* [About this exercise]: Beneath this sentence is a set of records; write each of them out exactly.

Extracted data entries
____________

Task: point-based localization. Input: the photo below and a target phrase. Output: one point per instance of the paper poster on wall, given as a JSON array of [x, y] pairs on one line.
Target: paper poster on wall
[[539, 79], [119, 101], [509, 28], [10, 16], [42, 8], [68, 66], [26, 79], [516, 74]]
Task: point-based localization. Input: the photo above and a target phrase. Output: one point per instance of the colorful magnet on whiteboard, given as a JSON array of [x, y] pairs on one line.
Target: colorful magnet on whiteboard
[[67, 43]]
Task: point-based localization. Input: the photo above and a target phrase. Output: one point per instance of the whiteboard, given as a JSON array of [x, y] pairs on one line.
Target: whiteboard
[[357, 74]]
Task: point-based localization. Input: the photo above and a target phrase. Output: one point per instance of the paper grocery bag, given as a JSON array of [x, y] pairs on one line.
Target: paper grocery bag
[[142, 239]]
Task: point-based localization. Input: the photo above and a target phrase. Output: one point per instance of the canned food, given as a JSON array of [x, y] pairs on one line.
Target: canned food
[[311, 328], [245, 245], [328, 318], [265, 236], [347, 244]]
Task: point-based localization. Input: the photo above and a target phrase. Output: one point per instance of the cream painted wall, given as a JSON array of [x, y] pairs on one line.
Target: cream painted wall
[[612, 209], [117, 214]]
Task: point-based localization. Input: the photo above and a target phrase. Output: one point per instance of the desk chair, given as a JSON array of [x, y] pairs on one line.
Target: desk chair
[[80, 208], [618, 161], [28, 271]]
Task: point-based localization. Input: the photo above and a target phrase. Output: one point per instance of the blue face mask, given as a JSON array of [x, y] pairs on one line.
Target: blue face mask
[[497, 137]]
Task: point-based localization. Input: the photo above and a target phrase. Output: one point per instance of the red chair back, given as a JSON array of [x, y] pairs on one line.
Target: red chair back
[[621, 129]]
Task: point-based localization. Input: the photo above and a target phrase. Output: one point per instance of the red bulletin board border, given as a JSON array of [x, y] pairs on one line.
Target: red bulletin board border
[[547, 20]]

____________

* [Output below]:
Task: point-based localization. Input: the photo below and a target phrase. Output: one point per instance of the paper poster on wall, given as a JSON array of [x, y] pairs on one line.
Target: paper poster on wall
[[539, 79], [119, 101], [509, 28], [10, 16], [42, 8], [68, 66], [26, 79], [516, 74]]
Task: point-based localization. Input: the photo above and a target phrase. Output: one point per instance of the colorful magnet on whiteboard, given as a JSON array of [x, y] pairs on one line.
Target: colorful magnet on whiteboard
[[67, 43]]
Task: point-based localization. Input: the photo above and a target phrase. Output: one point per instance of the whiteboard, given as a JSON array of [x, y] pairs on one line.
Target: whiteboard
[[357, 74]]
Task: point-based localization. Input: the photo above and a target phrase. Output: one point per instance of the paper grocery bag, given as a JSON array of [x, y] pairs on one line.
Target: paper grocery bag
[[142, 239]]
Task: point-based localization. Input: the photo above and a target phrase. Output: one point per instance of the canned food, given as a JSON array of [x, y] pairs on one line.
Target: canned food
[[311, 328], [245, 245], [328, 318], [265, 236], [347, 244]]
Task: point-based localization. Input: the photo above and a target phrase. Output: one point per instance of the cream painted wall, given as a JSON array of [x, y] pairs on one line.
Target: cream painted wall
[[612, 209], [117, 214]]
Task: point-based localization. Input: the photo above and a target phrase. Output: one point per instance of the desk chair, given as a JSON array of [x, y] pairs on one line.
Target: desk chair
[[80, 208], [618, 161], [28, 271]]
Task: point-based localization. Input: the photo above and a target phrase. Output: one point per instance of the blue face mask, given as a JSON array of [x, y] pairs on one line.
Target: blue face mask
[[497, 137]]
Task: point-based localization. Input: the photo above and a target phrase. Output: one point per instance of the red chair back, given as a JSON array of [x, y] pairs on one line.
Target: red chair back
[[621, 129]]
Task: point-based localization. Input: the photo above and a target phrase. Output: one point per instance of the red bulletin board border, given as a JSON array of [x, y] pairs on one line.
Target: red bulletin board border
[[547, 20]]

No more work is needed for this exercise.